• What needs to be done
Give every line of the items below as a numbered list, leaving out the blank lines.

• Information provided
- - -

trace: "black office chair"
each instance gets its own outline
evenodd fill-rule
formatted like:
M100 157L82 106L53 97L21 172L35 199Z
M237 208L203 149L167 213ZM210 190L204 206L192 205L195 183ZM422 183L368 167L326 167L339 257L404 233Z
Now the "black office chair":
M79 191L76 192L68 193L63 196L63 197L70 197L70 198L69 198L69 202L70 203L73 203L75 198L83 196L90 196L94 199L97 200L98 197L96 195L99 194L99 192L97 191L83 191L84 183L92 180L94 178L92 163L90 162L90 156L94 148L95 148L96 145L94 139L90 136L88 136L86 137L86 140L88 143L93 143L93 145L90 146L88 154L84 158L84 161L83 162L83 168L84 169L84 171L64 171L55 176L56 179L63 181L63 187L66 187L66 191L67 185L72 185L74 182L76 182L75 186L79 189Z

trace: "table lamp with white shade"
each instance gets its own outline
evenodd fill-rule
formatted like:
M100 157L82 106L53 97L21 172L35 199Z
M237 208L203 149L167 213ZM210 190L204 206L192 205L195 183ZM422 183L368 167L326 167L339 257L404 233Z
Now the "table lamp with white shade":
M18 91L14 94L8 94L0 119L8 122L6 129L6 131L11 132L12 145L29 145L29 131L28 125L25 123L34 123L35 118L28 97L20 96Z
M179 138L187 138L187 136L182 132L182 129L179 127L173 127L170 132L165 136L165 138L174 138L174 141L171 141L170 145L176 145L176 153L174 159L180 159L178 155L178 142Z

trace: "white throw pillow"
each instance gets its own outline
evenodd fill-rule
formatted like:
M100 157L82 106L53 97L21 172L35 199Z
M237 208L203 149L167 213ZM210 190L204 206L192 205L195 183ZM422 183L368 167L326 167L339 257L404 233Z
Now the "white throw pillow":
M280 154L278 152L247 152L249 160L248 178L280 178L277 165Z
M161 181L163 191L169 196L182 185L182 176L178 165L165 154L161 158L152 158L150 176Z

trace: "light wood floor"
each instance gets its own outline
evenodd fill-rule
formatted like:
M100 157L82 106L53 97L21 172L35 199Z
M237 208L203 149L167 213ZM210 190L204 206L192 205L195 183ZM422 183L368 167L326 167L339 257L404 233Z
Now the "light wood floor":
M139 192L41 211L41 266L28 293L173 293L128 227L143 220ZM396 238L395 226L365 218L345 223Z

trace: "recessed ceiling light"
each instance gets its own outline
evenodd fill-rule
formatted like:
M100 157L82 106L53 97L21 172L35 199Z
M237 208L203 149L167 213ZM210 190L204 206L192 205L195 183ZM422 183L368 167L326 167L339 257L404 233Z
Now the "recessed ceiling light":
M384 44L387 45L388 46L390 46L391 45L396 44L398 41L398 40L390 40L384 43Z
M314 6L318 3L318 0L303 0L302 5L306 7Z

- - -

• Written solution
1. trace: "black office chair"
2. each instance gets its own outline
3. evenodd fill-rule
4. formatted like:
5. M100 157L82 106L53 97L21 172L35 199Z
6. M237 208L203 149L167 213ZM210 190L204 206L192 205L195 183ZM422 183L368 167L326 167L339 257L404 233Z
7. Now the "black office chair":
8. M79 191L76 192L68 193L63 196L63 197L70 197L70 198L69 198L69 202L70 203L73 203L75 198L83 196L90 196L94 199L97 200L98 197L96 195L99 194L99 192L97 191L83 191L84 183L92 180L94 178L92 163L90 162L90 156L94 148L95 148L96 145L94 139L90 136L88 136L86 137L86 140L88 143L93 143L93 145L90 146L88 154L84 158L84 161L83 162L83 168L84 169L84 171L64 171L55 176L56 179L63 181L63 187L66 187L66 191L67 185L72 185L74 182L76 182L75 186L79 189Z
9. trace: "table lamp with white shade"
10. each instance gets its own outline
11. evenodd fill-rule
12. formatted like:
13. M100 157L82 106L53 97L21 172L35 199Z
14. M237 208L203 149L167 213ZM210 190L204 206L192 205L195 183ZM422 183L368 167L326 167L339 257L404 233Z
15. Now the "table lamp with white shade":
16. M18 91L14 94L8 94L0 119L8 122L6 129L6 131L11 132L12 145L29 145L29 131L28 125L25 123L34 123L35 118L28 97L20 96Z
17. M179 138L187 138L187 136L182 132L182 129L179 127L173 127L170 132L165 136L165 138L174 138L174 141L171 141L170 145L176 145L176 153L174 159L180 159L178 155L178 142Z
18. trace: "white throw pillow"
19. each instance gets its own outline
20. evenodd fill-rule
21. formatted like:
22. M100 157L82 106L53 97L21 172L35 199Z
23. M237 208L203 149L167 213ZM210 190L204 206L192 205L195 183ZM422 183L368 167L326 167L339 257L404 233Z
24. Now the "white throw pillow":
25. M280 154L278 152L247 152L249 160L248 178L280 178L277 165Z
26. M161 181L163 191L169 196L182 185L182 176L178 165L165 154L161 158L152 158L150 176Z
27. trace: "light wood floor"
28. each instance gets its own outline
29. evenodd fill-rule
30. formatted like:
31. M100 157L82 106L53 97L21 172L35 199Z
32. M237 208L203 149L167 213ZM210 190L204 206L192 205L195 183ZM422 183L368 167L326 167L339 257L404 233Z
33. Now the "light wood floor":
34. M139 192L41 211L41 266L28 293L173 293L128 227L143 220ZM396 238L395 226L365 218L345 223Z
35. trace: "recessed ceiling light"
36. each instance gets its own outline
37. evenodd fill-rule
38. formatted like:
39. M100 157L82 106L53 97L21 172L35 199Z
40. M237 208L203 149L167 213ZM210 190L204 206L192 205L195 183ZM422 183L368 167L326 167L339 257L404 233Z
41. Now the "recessed ceiling light":
42. M384 44L387 45L388 46L390 46L391 45L396 44L398 41L398 40L390 40L384 43Z
43. M314 6L318 3L318 0L303 0L302 5L306 7Z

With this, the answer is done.